__Your task__
Translate this sentence from the passage on liverleaf wintergreen and fire into Spanish: "Prior to the fire, liverleaf wintergreen frequency was 24% and cover 5%."

__Provided text__
-- BEGIN --

Present on burned sites: Liverleaf wintergreen abundance was not different on burned and unburned subalpine sites visited 10 years after fire in Alberta. There were no significant (P<0.05) differences in liverleaf wintergreen cover on 10-year-old burned and adjacent unburned subalpine white spruce-lodgepole pine forests on 2 burned sites. The fire near Banff National Park burned in late August and early September, spread at a daily average speed of 3.4 to 6.7 m/min. The fire near Jasper National Park burned in October, had a maximum spread rate of 26.8 m/min, and an average spread rate of 3.4 m/min [3]. In boreal mixed woods of southeastern Manitoba, sites burned 10 to 13 years earlier in a crown fire had 0.2% cover and 10% frequency of liverleaf wintergreen. Sites logged 10 to 14 years earlier had 0.4% cover and 11% frequency of liverleaf wintergreen [36].

Liverleaf wintergreen frequency decreased but cover increased 7 years after a June prescribed fire in spruce beetle-damaged white spruce forests in Alaska's Chugach National Forest. Prior to the fire, liverleaf wintergreen frequency was 24% and cover 5%. Seven years after the fire, which exposed the mineral soil in some areas, liverleaf wintergreen frequency was 6% and cover was 13%. Increased cover and decreased frequency could be explained by fewer large-sized plants after the fire [32].

Severely burned sites: Some studies report no liverleaf wintergreen on severely burned sites, but others report liverleaf wintergreen persistence on severely burned sites. Liverleaf wintergreen did not occur on unburned plots or plots burned in a "hot" prescribed fire in western larch (Larix occidentalis)-Douglas-fir forests in Montana's Lubrecht Experimental Forest. Spring and fall prescribed fires were evaluated 3 years later and described as "light", "medium", and "hot" burns [71,72]. Liverleaf wintergreen was absent from plots unburned for 70 years and from plots burned in "hot" fires that consumed litter, exposed mineral soil, and produced surface temperatures above 570 °F (300 °C). Liverleaf wintergreen averaged 1% cover 3 years after "medium" fires that consumed 50% of litter and duff and produced surface temperatures of 390 to 570 °F (200-300 °C). Cover averaged 0.5% on "light" burns where surface temperatures were less than 360 °F (180 °C) at the time of the fire, and less than 50% of litter was consumed [71].

-- END --

__Supplied records__
-- BEGIN --

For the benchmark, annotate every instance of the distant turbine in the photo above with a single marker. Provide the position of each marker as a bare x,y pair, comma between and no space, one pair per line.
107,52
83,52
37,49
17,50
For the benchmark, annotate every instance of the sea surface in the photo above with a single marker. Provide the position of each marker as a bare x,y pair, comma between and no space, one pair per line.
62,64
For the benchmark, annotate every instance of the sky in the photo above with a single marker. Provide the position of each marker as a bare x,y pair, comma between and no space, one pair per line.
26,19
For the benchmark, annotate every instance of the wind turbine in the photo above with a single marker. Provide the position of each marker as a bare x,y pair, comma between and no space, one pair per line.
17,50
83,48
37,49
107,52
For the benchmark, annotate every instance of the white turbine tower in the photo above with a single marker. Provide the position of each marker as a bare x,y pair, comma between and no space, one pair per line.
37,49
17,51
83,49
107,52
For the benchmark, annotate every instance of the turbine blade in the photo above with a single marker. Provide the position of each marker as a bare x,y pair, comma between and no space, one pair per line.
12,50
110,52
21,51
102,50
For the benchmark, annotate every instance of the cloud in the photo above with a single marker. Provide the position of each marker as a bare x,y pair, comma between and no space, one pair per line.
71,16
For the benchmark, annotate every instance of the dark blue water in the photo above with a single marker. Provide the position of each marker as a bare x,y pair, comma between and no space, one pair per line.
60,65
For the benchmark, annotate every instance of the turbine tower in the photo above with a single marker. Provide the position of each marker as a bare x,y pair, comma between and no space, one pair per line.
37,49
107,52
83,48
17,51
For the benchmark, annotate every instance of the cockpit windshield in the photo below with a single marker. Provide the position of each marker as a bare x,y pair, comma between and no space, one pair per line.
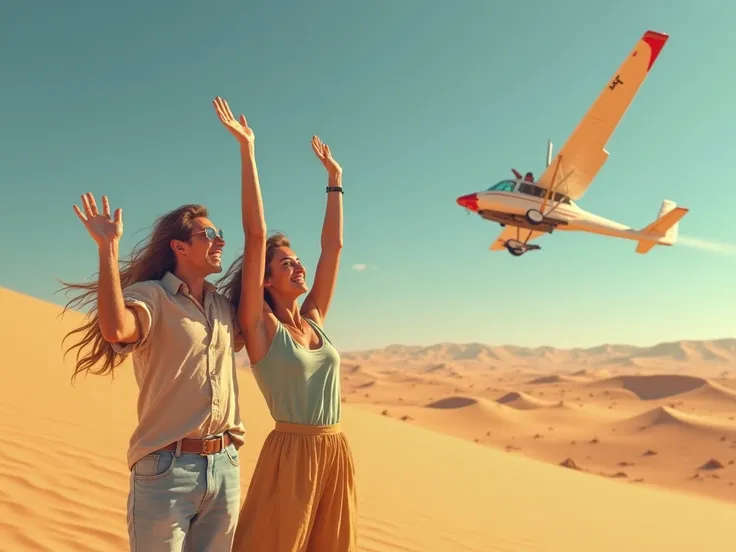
503,186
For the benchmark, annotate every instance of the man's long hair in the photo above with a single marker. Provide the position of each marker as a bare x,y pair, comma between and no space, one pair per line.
150,259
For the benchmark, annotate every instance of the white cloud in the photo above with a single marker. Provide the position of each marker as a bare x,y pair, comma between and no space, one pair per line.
722,248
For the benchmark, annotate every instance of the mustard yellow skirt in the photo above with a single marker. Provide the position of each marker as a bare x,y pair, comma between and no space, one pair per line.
302,495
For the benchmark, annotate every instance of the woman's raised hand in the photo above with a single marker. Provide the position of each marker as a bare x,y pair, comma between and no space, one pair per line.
238,128
103,229
322,151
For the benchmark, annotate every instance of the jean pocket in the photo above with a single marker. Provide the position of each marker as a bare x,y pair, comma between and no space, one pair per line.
232,454
155,465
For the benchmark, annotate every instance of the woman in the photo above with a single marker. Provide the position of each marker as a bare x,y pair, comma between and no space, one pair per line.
302,495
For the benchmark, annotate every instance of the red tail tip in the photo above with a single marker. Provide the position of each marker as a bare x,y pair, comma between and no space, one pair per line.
656,42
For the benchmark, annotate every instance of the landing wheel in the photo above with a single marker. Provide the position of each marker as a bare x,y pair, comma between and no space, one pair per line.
516,248
534,216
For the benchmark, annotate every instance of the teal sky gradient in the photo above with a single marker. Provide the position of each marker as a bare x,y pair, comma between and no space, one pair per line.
420,102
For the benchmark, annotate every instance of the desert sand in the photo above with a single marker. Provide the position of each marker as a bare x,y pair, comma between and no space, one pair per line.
458,447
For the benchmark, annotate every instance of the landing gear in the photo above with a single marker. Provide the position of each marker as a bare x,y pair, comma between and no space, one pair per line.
518,248
534,216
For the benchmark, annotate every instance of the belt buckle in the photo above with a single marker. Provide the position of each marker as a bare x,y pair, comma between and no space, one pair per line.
207,450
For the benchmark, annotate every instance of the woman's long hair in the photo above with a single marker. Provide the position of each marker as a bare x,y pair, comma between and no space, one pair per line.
232,281
150,259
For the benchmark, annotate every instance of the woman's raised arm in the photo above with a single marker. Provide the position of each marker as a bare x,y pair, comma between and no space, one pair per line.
317,303
250,310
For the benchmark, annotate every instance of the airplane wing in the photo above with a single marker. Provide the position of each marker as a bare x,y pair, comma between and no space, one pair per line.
513,233
584,153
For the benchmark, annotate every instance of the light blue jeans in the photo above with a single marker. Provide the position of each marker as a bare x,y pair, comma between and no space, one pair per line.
185,503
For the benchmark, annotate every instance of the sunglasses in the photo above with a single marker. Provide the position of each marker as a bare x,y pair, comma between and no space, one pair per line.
211,233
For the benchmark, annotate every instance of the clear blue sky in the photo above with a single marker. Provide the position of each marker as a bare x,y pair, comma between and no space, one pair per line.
420,102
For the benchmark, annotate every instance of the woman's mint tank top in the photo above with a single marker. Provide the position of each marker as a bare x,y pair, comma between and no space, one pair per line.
301,386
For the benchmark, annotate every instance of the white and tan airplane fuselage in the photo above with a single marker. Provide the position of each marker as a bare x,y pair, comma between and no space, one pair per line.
559,216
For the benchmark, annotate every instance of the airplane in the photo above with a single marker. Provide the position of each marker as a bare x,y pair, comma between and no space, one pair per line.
528,209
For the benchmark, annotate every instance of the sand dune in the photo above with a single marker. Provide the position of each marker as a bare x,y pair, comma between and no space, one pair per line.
673,418
653,387
63,480
522,401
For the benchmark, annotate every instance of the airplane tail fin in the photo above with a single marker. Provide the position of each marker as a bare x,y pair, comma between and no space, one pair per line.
664,230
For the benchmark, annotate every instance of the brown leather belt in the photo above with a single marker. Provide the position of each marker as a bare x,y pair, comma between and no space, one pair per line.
210,445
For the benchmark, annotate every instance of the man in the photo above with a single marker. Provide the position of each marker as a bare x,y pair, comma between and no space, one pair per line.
182,334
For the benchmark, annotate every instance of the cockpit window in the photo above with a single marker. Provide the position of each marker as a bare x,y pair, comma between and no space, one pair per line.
503,186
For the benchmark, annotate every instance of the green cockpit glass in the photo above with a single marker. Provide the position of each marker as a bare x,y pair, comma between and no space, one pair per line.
503,186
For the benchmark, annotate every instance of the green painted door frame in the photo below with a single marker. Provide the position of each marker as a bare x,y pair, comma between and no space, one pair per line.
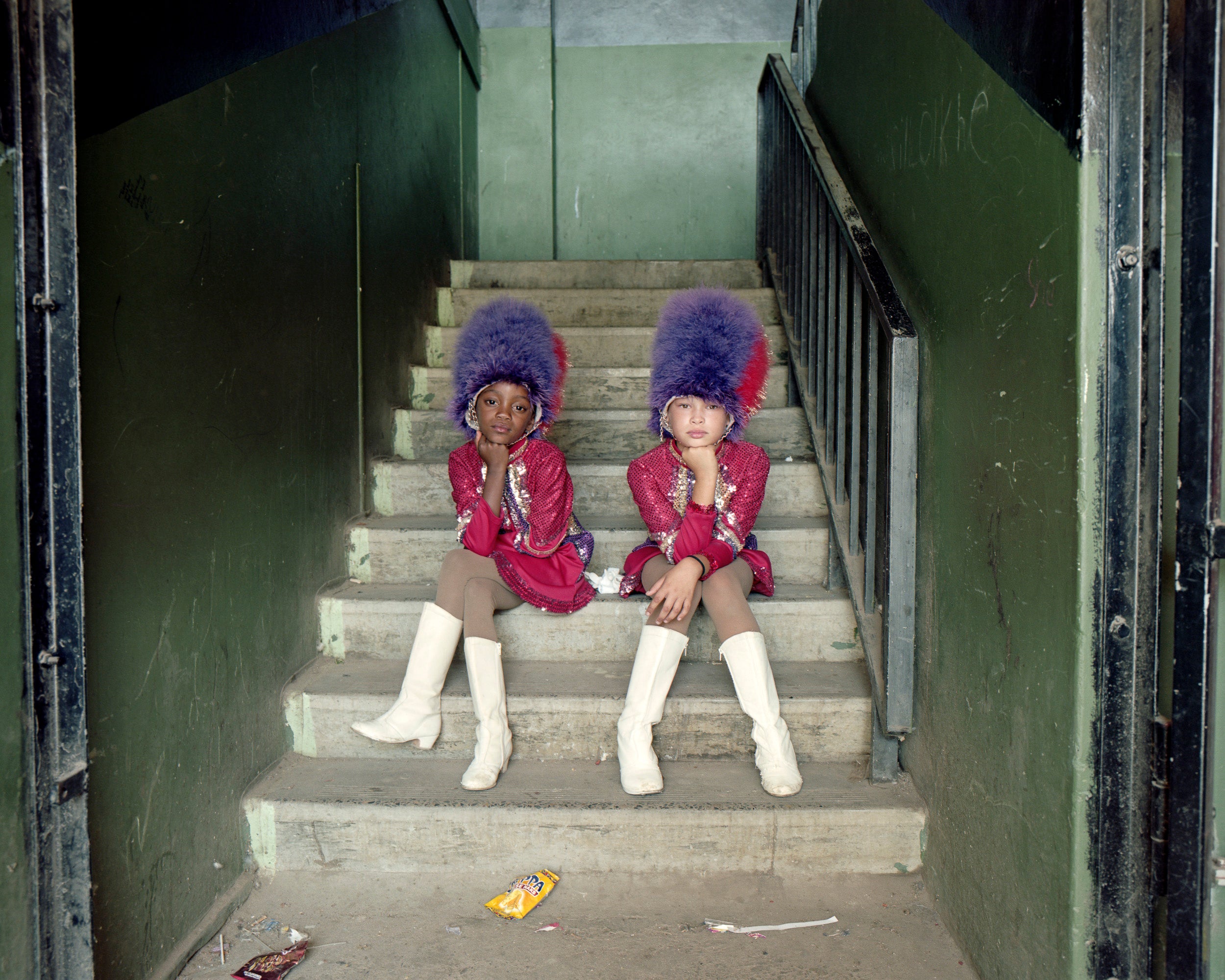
49,464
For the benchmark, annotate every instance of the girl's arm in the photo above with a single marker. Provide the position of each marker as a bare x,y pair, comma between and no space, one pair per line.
552,500
479,523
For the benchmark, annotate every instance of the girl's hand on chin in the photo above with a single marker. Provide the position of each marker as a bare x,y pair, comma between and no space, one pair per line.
495,456
701,460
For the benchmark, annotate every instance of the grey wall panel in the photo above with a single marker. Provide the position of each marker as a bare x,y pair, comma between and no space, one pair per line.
513,14
596,24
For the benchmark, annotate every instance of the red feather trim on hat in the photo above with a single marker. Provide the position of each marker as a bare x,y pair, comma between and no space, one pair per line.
559,349
751,390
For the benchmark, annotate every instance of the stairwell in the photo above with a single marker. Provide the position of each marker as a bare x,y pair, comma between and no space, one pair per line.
339,802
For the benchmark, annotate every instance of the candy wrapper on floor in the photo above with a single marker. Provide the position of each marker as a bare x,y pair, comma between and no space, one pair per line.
272,966
523,896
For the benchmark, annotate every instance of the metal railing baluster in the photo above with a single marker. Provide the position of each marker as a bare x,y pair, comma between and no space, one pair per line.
831,354
853,417
804,223
870,499
841,410
812,327
854,362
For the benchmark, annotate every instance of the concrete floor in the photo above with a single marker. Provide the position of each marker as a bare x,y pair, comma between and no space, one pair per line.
393,928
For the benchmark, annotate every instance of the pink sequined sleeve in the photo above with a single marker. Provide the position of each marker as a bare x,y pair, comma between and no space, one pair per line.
550,495
478,525
746,473
695,538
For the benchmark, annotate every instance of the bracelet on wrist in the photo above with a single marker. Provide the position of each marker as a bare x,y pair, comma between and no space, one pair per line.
700,563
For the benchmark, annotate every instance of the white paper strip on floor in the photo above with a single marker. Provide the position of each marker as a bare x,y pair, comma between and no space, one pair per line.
714,925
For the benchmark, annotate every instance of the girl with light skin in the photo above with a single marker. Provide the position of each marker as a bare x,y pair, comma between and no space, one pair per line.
699,494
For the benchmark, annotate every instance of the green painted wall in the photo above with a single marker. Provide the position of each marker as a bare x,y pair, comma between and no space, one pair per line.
412,147
974,201
657,150
16,939
221,435
516,143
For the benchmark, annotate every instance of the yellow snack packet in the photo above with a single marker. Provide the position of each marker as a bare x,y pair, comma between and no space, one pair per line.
523,896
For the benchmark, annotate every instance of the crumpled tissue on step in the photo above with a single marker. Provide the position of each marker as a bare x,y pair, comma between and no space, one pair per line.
609,582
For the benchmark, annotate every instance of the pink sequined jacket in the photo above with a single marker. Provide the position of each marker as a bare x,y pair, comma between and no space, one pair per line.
539,548
663,487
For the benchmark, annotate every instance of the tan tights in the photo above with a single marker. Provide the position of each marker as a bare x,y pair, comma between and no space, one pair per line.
471,589
726,596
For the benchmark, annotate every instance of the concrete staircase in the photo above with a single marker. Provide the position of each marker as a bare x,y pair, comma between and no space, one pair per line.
339,802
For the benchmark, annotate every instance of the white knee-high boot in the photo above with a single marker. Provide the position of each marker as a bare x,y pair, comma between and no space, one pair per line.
655,665
493,754
749,664
417,714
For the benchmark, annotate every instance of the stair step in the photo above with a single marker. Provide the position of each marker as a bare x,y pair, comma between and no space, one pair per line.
424,488
606,275
606,434
589,308
411,549
800,623
586,388
588,347
570,711
411,816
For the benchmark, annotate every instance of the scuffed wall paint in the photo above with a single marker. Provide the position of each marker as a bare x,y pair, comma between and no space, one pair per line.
637,119
657,150
219,351
974,201
516,144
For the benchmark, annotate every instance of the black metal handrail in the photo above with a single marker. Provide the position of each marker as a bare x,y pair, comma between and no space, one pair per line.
856,363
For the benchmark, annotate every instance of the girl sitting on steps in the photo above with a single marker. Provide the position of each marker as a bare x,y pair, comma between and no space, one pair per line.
699,493
520,540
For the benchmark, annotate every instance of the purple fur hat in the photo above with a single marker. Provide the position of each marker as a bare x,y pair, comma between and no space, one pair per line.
710,344
509,340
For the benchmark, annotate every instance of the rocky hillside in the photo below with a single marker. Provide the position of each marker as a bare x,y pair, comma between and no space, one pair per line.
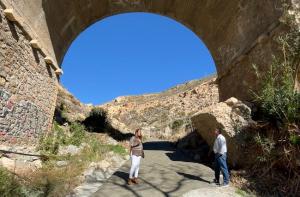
69,108
166,114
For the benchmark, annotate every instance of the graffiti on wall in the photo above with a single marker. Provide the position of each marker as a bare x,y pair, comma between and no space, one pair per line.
20,119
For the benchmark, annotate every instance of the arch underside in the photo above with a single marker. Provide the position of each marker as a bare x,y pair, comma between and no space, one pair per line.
232,31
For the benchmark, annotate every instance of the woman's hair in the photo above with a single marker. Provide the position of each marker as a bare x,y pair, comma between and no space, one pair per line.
137,130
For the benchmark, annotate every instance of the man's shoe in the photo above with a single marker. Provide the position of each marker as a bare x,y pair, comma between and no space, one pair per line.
135,181
130,182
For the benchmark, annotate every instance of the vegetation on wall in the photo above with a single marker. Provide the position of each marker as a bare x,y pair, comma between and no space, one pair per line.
276,143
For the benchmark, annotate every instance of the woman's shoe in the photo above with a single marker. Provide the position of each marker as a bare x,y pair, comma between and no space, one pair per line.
130,182
135,181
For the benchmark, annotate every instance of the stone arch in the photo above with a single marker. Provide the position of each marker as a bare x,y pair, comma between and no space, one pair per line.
232,30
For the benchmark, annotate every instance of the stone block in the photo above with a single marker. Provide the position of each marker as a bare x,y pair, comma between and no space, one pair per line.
10,14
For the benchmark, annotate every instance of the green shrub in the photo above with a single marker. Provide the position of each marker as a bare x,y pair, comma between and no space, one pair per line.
177,124
278,99
295,139
50,142
9,186
78,134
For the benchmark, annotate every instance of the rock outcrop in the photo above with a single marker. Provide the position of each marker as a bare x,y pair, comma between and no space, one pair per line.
69,108
234,117
164,115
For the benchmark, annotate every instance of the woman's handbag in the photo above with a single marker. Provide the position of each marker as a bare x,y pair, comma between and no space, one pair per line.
143,154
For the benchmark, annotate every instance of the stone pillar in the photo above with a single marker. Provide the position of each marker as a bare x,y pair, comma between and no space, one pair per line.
28,86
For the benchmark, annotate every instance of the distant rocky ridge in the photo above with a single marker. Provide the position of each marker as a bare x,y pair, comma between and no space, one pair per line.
69,108
163,115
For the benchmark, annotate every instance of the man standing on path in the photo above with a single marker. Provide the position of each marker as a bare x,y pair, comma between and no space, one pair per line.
220,150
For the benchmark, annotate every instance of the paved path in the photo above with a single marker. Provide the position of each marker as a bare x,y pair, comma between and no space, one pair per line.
165,173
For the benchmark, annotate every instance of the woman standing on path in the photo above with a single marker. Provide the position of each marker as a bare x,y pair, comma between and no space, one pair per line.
136,152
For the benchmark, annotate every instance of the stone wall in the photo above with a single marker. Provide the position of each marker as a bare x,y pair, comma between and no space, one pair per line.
28,86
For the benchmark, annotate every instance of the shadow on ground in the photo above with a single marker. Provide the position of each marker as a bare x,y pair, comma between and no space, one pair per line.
164,172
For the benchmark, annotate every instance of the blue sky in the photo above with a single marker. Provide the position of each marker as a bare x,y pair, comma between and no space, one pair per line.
130,54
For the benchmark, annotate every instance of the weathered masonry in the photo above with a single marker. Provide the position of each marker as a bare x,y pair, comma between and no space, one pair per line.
35,35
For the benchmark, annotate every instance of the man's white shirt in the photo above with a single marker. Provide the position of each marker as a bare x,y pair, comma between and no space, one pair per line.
220,145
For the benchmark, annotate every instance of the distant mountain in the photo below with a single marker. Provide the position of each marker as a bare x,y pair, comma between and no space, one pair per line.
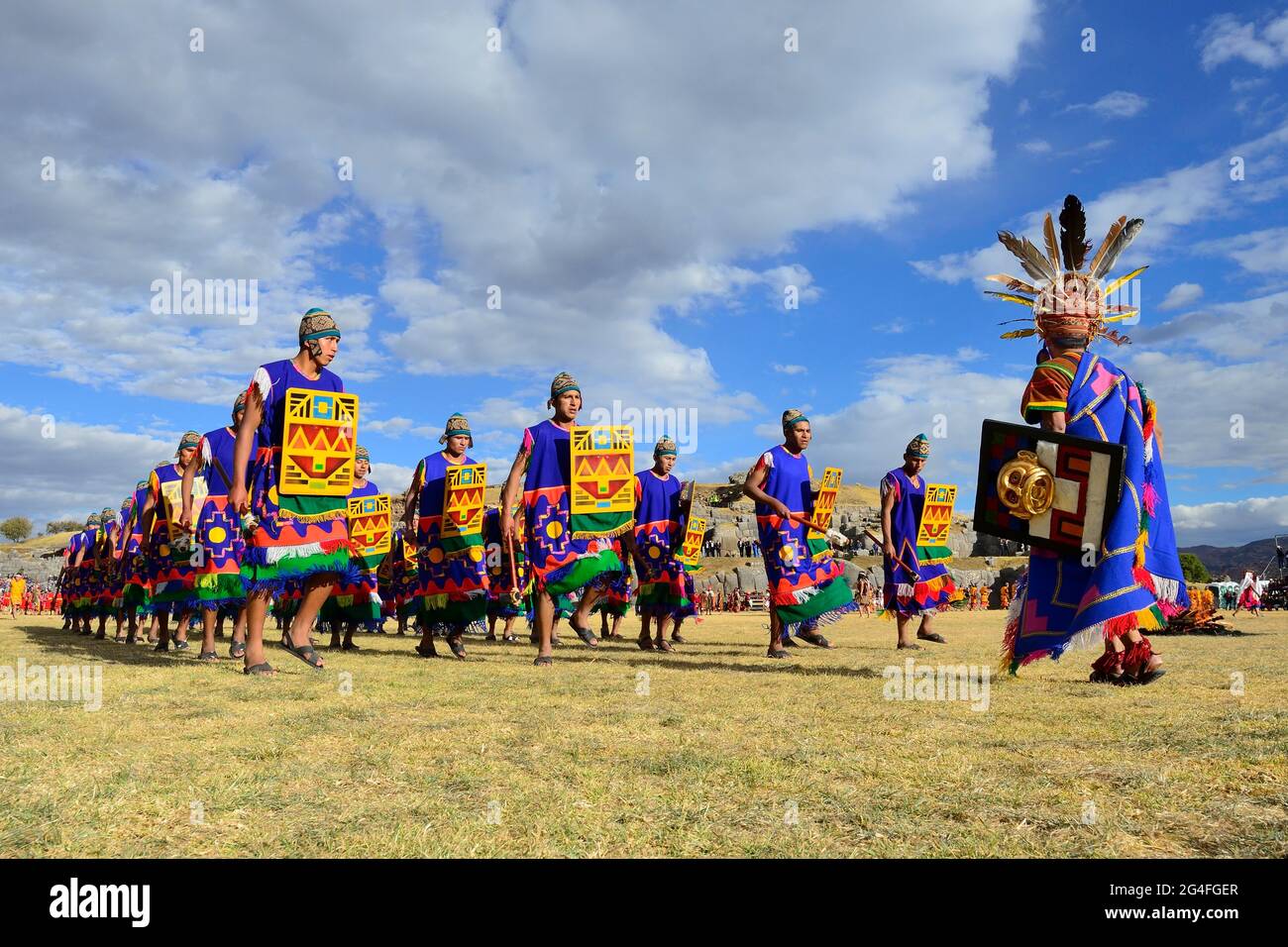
1233,561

-- END --

__Expected answer__
Antes del incendio, la frecuencia de liverleaf wintergreen era del 24 % y su cobertura, del 5 %.